[Input]
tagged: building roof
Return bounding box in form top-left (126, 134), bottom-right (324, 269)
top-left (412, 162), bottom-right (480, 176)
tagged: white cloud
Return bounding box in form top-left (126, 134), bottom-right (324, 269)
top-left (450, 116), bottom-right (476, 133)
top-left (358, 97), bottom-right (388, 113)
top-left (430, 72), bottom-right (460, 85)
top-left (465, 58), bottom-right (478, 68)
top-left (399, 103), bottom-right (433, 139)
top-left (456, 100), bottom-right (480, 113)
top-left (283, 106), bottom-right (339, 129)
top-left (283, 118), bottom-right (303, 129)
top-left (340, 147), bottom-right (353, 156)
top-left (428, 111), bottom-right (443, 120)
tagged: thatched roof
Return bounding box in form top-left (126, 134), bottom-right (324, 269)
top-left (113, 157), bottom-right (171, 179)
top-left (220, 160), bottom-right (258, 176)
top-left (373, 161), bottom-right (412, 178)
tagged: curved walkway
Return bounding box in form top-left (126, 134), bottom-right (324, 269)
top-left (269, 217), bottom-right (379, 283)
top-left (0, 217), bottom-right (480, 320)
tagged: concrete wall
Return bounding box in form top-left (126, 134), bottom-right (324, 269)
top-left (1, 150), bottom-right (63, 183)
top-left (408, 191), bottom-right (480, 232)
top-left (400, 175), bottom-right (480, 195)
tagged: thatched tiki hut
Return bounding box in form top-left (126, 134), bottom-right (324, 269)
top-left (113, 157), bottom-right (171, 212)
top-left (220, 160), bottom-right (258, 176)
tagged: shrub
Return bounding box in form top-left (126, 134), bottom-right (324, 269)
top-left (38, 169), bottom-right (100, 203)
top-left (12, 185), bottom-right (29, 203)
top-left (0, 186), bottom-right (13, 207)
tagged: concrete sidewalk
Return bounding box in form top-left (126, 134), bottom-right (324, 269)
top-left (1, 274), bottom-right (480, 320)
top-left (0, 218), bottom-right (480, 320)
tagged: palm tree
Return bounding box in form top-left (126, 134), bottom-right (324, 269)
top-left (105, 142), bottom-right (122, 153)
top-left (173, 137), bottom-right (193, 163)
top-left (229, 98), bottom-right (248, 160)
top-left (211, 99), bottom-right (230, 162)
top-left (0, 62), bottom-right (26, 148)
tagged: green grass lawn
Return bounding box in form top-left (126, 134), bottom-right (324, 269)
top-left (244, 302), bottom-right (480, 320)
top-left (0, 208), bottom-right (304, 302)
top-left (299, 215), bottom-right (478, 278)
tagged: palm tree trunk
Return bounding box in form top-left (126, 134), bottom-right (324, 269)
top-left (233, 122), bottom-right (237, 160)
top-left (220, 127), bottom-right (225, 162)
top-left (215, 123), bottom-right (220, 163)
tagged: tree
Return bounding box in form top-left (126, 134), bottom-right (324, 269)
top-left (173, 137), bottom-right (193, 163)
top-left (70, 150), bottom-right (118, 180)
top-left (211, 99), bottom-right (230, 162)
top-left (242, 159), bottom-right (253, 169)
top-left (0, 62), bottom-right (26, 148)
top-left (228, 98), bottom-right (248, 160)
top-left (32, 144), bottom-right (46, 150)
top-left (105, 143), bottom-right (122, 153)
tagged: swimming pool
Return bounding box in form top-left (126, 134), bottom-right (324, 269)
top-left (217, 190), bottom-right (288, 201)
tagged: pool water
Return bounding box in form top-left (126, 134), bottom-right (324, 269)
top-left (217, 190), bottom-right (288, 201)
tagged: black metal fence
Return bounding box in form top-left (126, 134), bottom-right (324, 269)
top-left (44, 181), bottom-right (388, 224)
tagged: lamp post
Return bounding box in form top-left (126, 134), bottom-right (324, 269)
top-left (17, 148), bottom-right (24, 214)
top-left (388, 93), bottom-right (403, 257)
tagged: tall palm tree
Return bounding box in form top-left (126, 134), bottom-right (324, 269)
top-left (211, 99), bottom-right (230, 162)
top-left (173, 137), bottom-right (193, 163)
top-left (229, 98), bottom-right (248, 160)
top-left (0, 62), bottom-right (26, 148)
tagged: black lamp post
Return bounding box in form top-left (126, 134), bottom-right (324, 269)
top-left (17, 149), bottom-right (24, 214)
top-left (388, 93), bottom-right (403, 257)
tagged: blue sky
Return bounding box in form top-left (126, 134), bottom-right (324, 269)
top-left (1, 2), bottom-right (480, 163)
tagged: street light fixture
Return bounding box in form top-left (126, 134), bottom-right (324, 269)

[Work instructions] Please quote all of the data above word for word, keeping every line in its original order.

[Response below]
tagged: building roof
Return bounding box in form top-left (126, 134), bottom-right (324, 269)
top-left (412, 162), bottom-right (480, 176)
tagged: white cloud
Return bounding box in form top-left (126, 134), bottom-right (324, 269)
top-left (450, 116), bottom-right (476, 133)
top-left (358, 97), bottom-right (388, 113)
top-left (430, 72), bottom-right (460, 85)
top-left (465, 58), bottom-right (478, 68)
top-left (399, 103), bottom-right (433, 139)
top-left (456, 100), bottom-right (480, 113)
top-left (283, 106), bottom-right (339, 129)
top-left (283, 118), bottom-right (303, 129)
top-left (340, 147), bottom-right (353, 156)
top-left (428, 111), bottom-right (443, 120)
tagged: thatched roof
Return bounding box in form top-left (126, 134), bottom-right (324, 269)
top-left (113, 157), bottom-right (171, 179)
top-left (220, 160), bottom-right (258, 176)
top-left (373, 161), bottom-right (412, 178)
tagged: curved walkway
Return bounding box in form top-left (126, 134), bottom-right (324, 269)
top-left (269, 217), bottom-right (379, 283)
top-left (0, 217), bottom-right (480, 320)
tagged: concrete wall
Return bounding box in form top-left (126, 134), bottom-right (324, 269)
top-left (1, 150), bottom-right (63, 183)
top-left (408, 191), bottom-right (480, 232)
top-left (400, 175), bottom-right (480, 195)
tagged: thatched tiki hut
Return bounding box in form top-left (126, 134), bottom-right (324, 269)
top-left (113, 157), bottom-right (171, 212)
top-left (220, 160), bottom-right (258, 176)
tagged: shrub
Return bounding box in form top-left (126, 134), bottom-right (324, 269)
top-left (38, 169), bottom-right (100, 203)
top-left (12, 185), bottom-right (29, 203)
top-left (0, 186), bottom-right (13, 207)
tagged: concrete sidewalk
Return bounding box in form top-left (126, 134), bottom-right (324, 269)
top-left (1, 274), bottom-right (480, 320)
top-left (0, 218), bottom-right (480, 320)
tagged: palm tree
Return bounding box in form top-left (126, 134), bottom-right (324, 269)
top-left (105, 142), bottom-right (122, 153)
top-left (173, 137), bottom-right (193, 163)
top-left (229, 98), bottom-right (248, 160)
top-left (211, 99), bottom-right (230, 162)
top-left (0, 62), bottom-right (26, 148)
tagged: green grass lawn
Return bounding box in form top-left (126, 134), bottom-right (324, 269)
top-left (244, 302), bottom-right (480, 320)
top-left (0, 208), bottom-right (304, 302)
top-left (299, 215), bottom-right (478, 278)
tagged: palm tree trunk
Return bounding box in form top-left (126, 134), bottom-right (324, 269)
top-left (233, 122), bottom-right (237, 160)
top-left (220, 127), bottom-right (225, 162)
top-left (215, 123), bottom-right (220, 163)
tagged: tree
Return bounding box in form top-left (126, 134), bottom-right (324, 269)
top-left (173, 137), bottom-right (193, 163)
top-left (70, 150), bottom-right (118, 180)
top-left (211, 99), bottom-right (230, 162)
top-left (242, 159), bottom-right (253, 169)
top-left (0, 62), bottom-right (26, 148)
top-left (228, 98), bottom-right (248, 160)
top-left (32, 144), bottom-right (46, 150)
top-left (105, 143), bottom-right (122, 153)
tagged: swimming pool
Return bounding box in form top-left (126, 134), bottom-right (324, 269)
top-left (217, 190), bottom-right (288, 201)
tagged: pool water
Return bounding box in form top-left (126, 134), bottom-right (324, 269)
top-left (217, 190), bottom-right (288, 201)
tagged: black metal fence
Return bounding box in form top-left (126, 134), bottom-right (324, 269)
top-left (44, 181), bottom-right (388, 224)
tagged: lamp post
Return bounding box in form top-left (126, 134), bottom-right (324, 269)
top-left (17, 148), bottom-right (24, 214)
top-left (388, 93), bottom-right (403, 257)
tagged: tall palm tree
Return bounding box in form top-left (126, 134), bottom-right (324, 269)
top-left (211, 99), bottom-right (230, 162)
top-left (173, 137), bottom-right (193, 163)
top-left (229, 98), bottom-right (248, 160)
top-left (0, 62), bottom-right (26, 148)
tagged: black lamp post
Return bounding box in form top-left (126, 134), bottom-right (324, 269)
top-left (17, 149), bottom-right (24, 214)
top-left (388, 93), bottom-right (403, 257)
tagged: blue sky
Return bounding box in form top-left (126, 134), bottom-right (324, 269)
top-left (1, 2), bottom-right (480, 163)
tagged: street light fixture
Return bounding box in form top-left (126, 134), bottom-right (324, 269)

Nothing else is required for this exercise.